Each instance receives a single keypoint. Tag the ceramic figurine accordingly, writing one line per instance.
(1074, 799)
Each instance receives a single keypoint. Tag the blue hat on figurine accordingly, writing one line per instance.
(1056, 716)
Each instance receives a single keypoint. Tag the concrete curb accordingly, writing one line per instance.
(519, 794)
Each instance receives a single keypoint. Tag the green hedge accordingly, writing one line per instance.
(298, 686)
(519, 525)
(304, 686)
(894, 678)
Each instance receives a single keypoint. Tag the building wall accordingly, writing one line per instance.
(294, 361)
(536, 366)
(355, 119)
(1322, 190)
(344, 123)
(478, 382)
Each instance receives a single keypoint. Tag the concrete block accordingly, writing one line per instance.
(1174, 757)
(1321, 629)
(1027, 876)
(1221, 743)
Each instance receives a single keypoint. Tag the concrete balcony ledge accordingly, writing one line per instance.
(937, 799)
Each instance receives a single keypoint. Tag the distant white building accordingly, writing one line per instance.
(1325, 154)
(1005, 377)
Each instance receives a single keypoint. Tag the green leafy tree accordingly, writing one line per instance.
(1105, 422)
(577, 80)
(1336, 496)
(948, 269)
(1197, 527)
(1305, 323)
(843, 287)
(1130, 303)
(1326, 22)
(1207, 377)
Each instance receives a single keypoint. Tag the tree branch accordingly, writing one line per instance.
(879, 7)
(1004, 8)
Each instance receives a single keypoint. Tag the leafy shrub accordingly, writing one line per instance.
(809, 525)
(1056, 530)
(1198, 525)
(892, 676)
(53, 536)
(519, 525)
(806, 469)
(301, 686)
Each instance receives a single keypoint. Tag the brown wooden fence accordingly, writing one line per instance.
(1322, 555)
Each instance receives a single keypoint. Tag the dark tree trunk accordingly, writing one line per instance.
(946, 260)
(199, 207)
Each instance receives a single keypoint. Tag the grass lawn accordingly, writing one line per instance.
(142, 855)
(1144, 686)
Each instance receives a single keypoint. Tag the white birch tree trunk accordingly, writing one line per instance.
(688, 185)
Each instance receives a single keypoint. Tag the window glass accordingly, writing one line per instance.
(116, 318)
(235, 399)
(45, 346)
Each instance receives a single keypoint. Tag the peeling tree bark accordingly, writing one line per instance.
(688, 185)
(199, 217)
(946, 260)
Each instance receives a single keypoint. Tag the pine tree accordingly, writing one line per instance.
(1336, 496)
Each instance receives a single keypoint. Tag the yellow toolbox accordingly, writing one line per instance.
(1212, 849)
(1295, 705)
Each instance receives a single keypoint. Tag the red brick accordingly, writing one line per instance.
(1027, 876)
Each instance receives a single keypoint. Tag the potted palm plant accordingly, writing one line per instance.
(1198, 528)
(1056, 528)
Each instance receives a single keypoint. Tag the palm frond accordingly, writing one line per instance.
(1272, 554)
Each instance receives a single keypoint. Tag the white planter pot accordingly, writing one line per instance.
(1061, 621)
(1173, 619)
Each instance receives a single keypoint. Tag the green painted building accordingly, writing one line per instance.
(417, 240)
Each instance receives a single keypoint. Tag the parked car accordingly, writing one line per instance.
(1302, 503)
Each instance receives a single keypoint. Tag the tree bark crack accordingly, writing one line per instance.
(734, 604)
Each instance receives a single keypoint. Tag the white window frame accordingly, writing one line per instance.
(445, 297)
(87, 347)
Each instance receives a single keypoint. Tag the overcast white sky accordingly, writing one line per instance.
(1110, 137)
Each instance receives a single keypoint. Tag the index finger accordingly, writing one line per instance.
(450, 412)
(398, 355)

────

WORK TO DO:
Copy out every line from the one containing "Each instance receives a single keypoint. Tag the grass" to the end of the material, both ends included.

FULL RESPONSE:
Each instance receives a single keypoint. Tag the grass lawn accordingly, writing one line per instance.
(142, 855)
(1144, 686)
Each instance receives a single keypoint. Tag the white birch tree trunk accordingly, writing one line per instance.
(688, 185)
Each instance receives a single keypoint. Tag the window glass accordingly, writing one line per instance.
(116, 318)
(235, 399)
(45, 346)
Each instance receives a single keypoint. Tag the peeling tree bark accordingly, writing one line per instance.
(688, 185)
(199, 217)
(946, 260)
Each instance receives a single keypoint. Tag the pine tree accordingly, writing one line per instance.
(1336, 496)
Each instance receives a single keypoint. Tag the yellow toolbox accordingly, writing one line per instance.
(1212, 849)
(1295, 705)
Each instance receives a single keypoint. Tag the red brick accordingly, writing one line per instance.
(1027, 876)
Each instance receives a single keypoint. Tag the potted palm plant accordingly, writing one line per instance.
(1198, 528)
(1056, 528)
Each instance receives a single keypoint. Tag the palm frond accordingly, writing one line per instance.
(1272, 554)
Each instance receives a single keypoint. Tag the white planter pot accordingly, writing one line per instance.
(1061, 621)
(1173, 619)
Each instance receives a single keypoint. Tag the green painted building accordingly, writing one line per instance.
(417, 240)
Each instance receives a single keypoint. Tag the parked car accordingly, writing one line per instance.
(1302, 503)
Each instance receives a single keypoint. Tag the tree bark crack accordingly, writing one line per instance.
(734, 604)
Each instance receives a single keypoint. Tag the white window frame accordingly, writing one line per instance.
(445, 297)
(87, 347)
Each instance receives a single keypoint. Tag the overcast white sky accordingly, writing one line per instance.
(1110, 137)
Each instance receives a single keypoint. Tag the index finger accordingly, writing one line per instance.
(450, 412)
(398, 355)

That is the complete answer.